Page excerpt –

— begin —

Still In Bloom

Wildflower Provides A Bright Spot In Tucson's Culinary Garden.

WHEN WILDFLOWER FIRST blossomed on the scene, it was responding to the fast-paced growth on the northwest side. Despite its trendy promise of "New American Cuisine," Wildflower quickly established a snappy sense of style. The service was well trained (in Tucson this alone is worthy of a visit) and the food imaginative and splashy.

Now, as owner Sam Fox has opted to go corporate (with the additions of Bistro Zin and Wildflower prototypes opening up this year in both Scottsdale and Colorado), we wondered if Wildflower would still hold its own singular and well-maintained bloom.

On a recent weekend afternoon, we found the restaurant to be cool, calm and relatively empty. Wildflower has a lovely dining room, reminiscent of a Grecian temple with its vaulted ceiling, pristine white walls, columns and quiet elegance. This expansive sense of well-being could come from the large hand-painted skylight that offers a perennially blue sky, but more likely it comes from the comfortable hum of a well-run floor. Though it was late afternoon and only a few diners lingered, the waiters were visible, occupied with polishing crystal and buffing silver, maintaining a professional demeanor.

The lunch menu offers a wide range of salads and appetizers, sandwiches and a modest range of entrées. An appropriately light summer lunch proved to be the sautéed salmon over basil whipped potatoes with a salad of pear tomatoes and truffle oil ($9). The salmon, a generous filet done to a succulent turn, rested atop a generous serving of potatoes infused with fresh basil; the texture and flavors made an excellent companion for the fish. The counterpoint of tart pear tomatoes and the earthy truffle-oil dressing kept this dish circulating around the table for repeat tastes.

— end —

Data –
— begin —

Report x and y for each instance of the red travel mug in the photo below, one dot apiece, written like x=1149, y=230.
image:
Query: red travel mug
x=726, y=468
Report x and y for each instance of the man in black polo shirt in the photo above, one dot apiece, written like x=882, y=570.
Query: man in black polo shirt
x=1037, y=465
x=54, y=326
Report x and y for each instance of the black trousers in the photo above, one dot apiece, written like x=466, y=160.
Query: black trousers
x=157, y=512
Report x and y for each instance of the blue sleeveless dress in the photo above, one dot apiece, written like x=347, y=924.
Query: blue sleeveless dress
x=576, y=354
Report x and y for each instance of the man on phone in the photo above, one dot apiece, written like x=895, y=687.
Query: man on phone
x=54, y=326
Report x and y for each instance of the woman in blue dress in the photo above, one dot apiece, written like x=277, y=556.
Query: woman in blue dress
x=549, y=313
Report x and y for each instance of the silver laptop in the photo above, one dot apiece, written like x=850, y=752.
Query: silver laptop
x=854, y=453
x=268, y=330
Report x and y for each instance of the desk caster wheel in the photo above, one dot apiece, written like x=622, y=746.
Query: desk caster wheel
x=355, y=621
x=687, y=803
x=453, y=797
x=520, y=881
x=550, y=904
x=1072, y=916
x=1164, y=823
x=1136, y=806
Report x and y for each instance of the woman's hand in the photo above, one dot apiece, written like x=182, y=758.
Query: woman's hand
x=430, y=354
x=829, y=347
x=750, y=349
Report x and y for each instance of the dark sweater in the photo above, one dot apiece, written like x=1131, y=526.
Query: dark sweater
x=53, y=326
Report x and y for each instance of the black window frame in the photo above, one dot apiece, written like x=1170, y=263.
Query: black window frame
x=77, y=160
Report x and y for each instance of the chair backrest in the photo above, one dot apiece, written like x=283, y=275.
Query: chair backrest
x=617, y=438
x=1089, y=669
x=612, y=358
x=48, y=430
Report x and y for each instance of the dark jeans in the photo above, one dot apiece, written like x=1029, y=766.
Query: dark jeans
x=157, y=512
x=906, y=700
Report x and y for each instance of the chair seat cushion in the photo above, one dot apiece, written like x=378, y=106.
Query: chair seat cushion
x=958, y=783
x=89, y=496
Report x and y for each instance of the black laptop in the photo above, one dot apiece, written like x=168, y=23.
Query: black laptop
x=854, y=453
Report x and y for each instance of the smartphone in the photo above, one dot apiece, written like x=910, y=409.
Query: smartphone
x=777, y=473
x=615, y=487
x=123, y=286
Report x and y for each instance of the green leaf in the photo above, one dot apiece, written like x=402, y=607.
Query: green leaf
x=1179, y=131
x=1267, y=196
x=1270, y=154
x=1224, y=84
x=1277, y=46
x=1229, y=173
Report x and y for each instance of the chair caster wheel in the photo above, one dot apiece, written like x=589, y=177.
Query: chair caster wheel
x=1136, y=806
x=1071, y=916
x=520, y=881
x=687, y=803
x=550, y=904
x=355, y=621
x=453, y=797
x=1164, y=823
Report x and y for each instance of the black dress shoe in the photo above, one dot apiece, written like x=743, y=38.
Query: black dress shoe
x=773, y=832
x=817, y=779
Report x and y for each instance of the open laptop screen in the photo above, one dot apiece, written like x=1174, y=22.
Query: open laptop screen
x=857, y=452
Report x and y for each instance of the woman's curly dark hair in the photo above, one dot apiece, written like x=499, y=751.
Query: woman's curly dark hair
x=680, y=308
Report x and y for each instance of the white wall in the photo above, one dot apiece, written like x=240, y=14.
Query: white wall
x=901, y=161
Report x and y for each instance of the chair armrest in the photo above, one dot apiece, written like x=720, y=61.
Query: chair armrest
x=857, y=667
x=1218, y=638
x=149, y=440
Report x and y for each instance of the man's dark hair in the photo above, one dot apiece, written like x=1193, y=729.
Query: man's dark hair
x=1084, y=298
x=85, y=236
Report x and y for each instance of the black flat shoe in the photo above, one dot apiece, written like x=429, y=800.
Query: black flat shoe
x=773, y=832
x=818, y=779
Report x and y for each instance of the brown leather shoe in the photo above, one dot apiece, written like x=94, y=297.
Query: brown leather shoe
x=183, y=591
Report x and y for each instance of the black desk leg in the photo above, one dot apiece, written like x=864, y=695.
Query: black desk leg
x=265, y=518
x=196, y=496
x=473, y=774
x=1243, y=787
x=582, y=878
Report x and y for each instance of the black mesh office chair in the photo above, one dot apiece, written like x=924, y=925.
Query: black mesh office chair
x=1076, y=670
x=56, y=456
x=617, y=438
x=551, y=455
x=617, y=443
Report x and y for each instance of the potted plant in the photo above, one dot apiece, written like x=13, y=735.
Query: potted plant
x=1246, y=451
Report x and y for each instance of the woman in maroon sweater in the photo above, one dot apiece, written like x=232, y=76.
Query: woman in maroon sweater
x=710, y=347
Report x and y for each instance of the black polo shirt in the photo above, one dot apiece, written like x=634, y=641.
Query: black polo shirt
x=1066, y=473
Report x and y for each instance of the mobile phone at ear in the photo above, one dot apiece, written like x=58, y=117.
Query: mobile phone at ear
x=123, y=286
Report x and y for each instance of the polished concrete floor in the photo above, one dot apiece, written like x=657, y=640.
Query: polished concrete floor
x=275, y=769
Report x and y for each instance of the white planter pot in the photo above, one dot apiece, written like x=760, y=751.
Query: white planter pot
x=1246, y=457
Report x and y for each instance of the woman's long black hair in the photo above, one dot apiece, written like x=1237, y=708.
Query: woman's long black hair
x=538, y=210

— end —

What you are asked to do –
In the Wildflower review, what does the dining room resemble?

Task result –
A Grecian temple, with its vaulted ceiling, pristine white walls, columns and quiet elegance.